— Begin —

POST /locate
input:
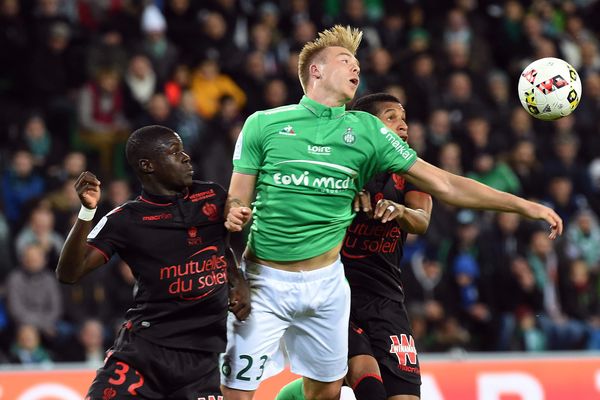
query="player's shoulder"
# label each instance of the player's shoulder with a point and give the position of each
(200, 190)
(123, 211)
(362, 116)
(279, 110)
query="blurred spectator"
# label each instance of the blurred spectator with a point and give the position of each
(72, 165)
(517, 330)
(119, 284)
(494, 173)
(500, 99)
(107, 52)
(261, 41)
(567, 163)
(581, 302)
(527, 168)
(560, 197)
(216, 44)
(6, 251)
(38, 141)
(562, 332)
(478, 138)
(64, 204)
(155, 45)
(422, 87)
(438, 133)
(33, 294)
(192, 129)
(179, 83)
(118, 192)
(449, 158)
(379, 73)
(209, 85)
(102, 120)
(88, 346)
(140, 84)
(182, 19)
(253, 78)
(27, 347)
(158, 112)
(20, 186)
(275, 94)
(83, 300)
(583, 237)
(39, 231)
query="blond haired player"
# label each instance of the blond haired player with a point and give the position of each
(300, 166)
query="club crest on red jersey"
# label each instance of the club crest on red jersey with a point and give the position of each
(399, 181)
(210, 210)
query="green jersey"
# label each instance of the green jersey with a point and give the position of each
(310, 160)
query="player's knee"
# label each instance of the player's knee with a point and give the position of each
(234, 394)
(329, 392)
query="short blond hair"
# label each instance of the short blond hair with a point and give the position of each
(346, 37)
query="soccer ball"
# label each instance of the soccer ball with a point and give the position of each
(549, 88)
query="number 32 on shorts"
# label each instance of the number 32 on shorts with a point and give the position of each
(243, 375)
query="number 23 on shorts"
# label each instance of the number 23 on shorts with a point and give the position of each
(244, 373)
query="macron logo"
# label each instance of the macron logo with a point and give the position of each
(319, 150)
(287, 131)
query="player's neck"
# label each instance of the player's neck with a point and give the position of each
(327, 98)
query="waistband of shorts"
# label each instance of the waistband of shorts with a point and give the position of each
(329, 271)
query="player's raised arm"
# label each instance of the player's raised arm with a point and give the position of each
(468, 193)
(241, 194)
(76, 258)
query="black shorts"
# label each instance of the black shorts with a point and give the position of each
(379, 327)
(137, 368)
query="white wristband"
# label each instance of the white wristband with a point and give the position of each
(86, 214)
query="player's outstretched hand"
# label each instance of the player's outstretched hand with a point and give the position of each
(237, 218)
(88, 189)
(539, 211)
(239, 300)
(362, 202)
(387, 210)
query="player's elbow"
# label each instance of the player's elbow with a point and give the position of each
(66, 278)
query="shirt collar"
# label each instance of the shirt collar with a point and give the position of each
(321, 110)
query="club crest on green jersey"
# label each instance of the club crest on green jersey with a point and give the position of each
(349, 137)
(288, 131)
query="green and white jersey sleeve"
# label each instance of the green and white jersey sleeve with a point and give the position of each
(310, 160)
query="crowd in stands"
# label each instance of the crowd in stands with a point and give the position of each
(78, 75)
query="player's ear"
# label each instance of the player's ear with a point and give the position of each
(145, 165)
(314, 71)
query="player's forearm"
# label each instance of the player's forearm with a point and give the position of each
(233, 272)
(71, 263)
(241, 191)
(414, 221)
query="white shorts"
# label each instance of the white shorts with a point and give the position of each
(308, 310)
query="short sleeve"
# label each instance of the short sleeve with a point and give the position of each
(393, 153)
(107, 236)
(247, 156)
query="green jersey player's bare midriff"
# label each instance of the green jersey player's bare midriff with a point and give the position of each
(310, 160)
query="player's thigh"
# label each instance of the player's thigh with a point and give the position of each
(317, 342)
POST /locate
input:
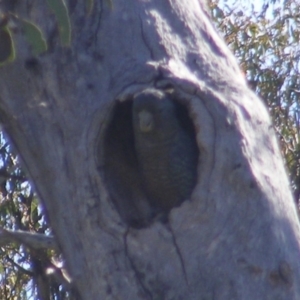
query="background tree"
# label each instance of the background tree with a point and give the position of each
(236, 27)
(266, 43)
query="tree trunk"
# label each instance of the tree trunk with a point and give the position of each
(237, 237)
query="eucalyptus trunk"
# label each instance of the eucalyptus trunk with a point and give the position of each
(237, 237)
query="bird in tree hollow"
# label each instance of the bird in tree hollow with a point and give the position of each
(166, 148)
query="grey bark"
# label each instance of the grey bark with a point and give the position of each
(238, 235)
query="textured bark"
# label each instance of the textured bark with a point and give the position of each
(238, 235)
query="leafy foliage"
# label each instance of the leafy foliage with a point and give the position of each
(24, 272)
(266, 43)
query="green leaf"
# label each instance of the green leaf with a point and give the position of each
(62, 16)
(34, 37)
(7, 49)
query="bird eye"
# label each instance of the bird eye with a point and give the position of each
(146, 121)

— End —

OBJECTIVE: Write every entry out again exactly, dropping the pictures.

ANSWER TO THE PROBLEM:
POST /locate
input:
query="player's shoulder"
# label each instance of the player's shoulder with a point and give the position of each
(200, 190)
(123, 211)
(362, 116)
(279, 110)
query="blurred spectator"
# label each instance of the blurred spectator with a point and give the position of each
(72, 165)
(517, 330)
(119, 284)
(494, 173)
(500, 99)
(107, 52)
(261, 41)
(567, 163)
(581, 302)
(527, 168)
(560, 197)
(216, 44)
(6, 251)
(38, 141)
(562, 332)
(478, 138)
(64, 204)
(155, 45)
(422, 87)
(438, 133)
(33, 294)
(192, 129)
(179, 83)
(118, 192)
(449, 158)
(379, 73)
(209, 85)
(102, 120)
(88, 346)
(140, 84)
(182, 19)
(253, 78)
(27, 347)
(158, 112)
(20, 186)
(275, 94)
(83, 300)
(583, 237)
(39, 231)
query="blond haired player"
# label each instance of the blond haired player with a point and give the position of each
(300, 166)
query="club crest on red jersey"
# label each instance of the club crest on red jersey with a point and give the position of each
(399, 181)
(210, 210)
query="green jersey"
# label each instance of the green jersey with a point and give the position of each
(310, 160)
query="player's knee"
# label each instance of the player's knee with a point and give the position of each
(234, 394)
(329, 392)
query="short blond hair"
# label each instance of the short blond hair with a point and give the position of each
(346, 37)
query="soccer ball"
# label each instance of the soccer ball with a point and give the position of each
(549, 88)
query="number 32 on shorts"
# label each instance of the number 32 on shorts with a point and give the position of each
(243, 375)
query="number 23 on shorts"
# label each instance of the number 23 on shorts with a point and give the position of each
(244, 373)
query="macron logo"
# label each instance of the macron logo with a point and give the position of each
(319, 150)
(287, 131)
query="player's neck"
# label each instance of the player's neck with a point and give the position of each
(327, 98)
query="waistband of shorts"
# label each instance of the waistband of shorts with a point and give the position of each
(329, 271)
query="player's raised arm"
# label each instance of the player's raised arm with a point and give the position of each
(468, 193)
(241, 194)
(76, 258)
query="black shorts"
# label each instance of the black shorts with a point and give the position of each
(379, 327)
(137, 368)
query="white wristband"
# label each instance of the white wristband with a point and give the position of each
(86, 214)
query="player's outstretched hand"
# label each instance of the player's outstretched hand with a point and give the position of each
(237, 218)
(88, 189)
(539, 211)
(239, 300)
(362, 202)
(387, 210)
query="player's elbow"
# label each instance of the player's elbow with a point and give the position of each
(66, 278)
query="shirt collar"
# label each instance of the shirt collar with a point and give the position of each
(321, 110)
query="club crest on green jersey"
# label each instance of the club crest on green jersey with a point and give the position of each
(349, 137)
(288, 131)
query="green and white jersey sleeve"
# label each instance of the green and white jersey sleeve with a point and give the position of each
(310, 160)
query="crowd in stands"
# label each instance of the crowd in stands with a point and give the position of each
(78, 75)
query="player's ear"
# label each instance of the player's ear with a point and give the position of each
(145, 165)
(314, 71)
query="player's forearm"
# label each instance of the player's forearm with a point and give the position of each
(233, 272)
(71, 263)
(241, 191)
(414, 221)
query="white shorts"
# label each instance of the white shorts with a point and give the position of each
(308, 310)
query="short sleeve"
# label each instance of the short sleeve with a point and give the position of each
(393, 153)
(107, 236)
(247, 156)
query="green jersey player's bare midriff"
# label each instance of the green jersey player's bare midriff with a point and give the position of each
(310, 160)
query="player's thigh"
# label each instance of the player's thigh with a point and give the position of each
(317, 342)
POST /locate
input:
query="background tree"
# label each instance of the background tree with a point and give the position of each
(236, 27)
(266, 43)
query="tree trunk"
# label each instance of the tree trunk with a point and give the position of each
(237, 237)
query="eucalyptus trunk"
# label each instance of the eucalyptus trunk with a point and give the position of each
(237, 237)
query="bird in tree hollow"
# label each instance of the bird in tree hollow with a point and give the position of each
(166, 148)
query="grey bark"
# label each instance of the grey bark with a point and give the position of each
(238, 235)
query="textured bark"
# label each instance of the textured bark with a point and give the position of each
(238, 235)
query="leafy foliage"
# label each instance of the leafy foliage with a point and give the position of each
(24, 272)
(266, 43)
query="green leaf"
# label each instance of the green leaf with a point and give the position of each
(62, 16)
(34, 37)
(7, 49)
query="bird eye"
# label each instance of the bird eye with a point and give the position of each
(146, 121)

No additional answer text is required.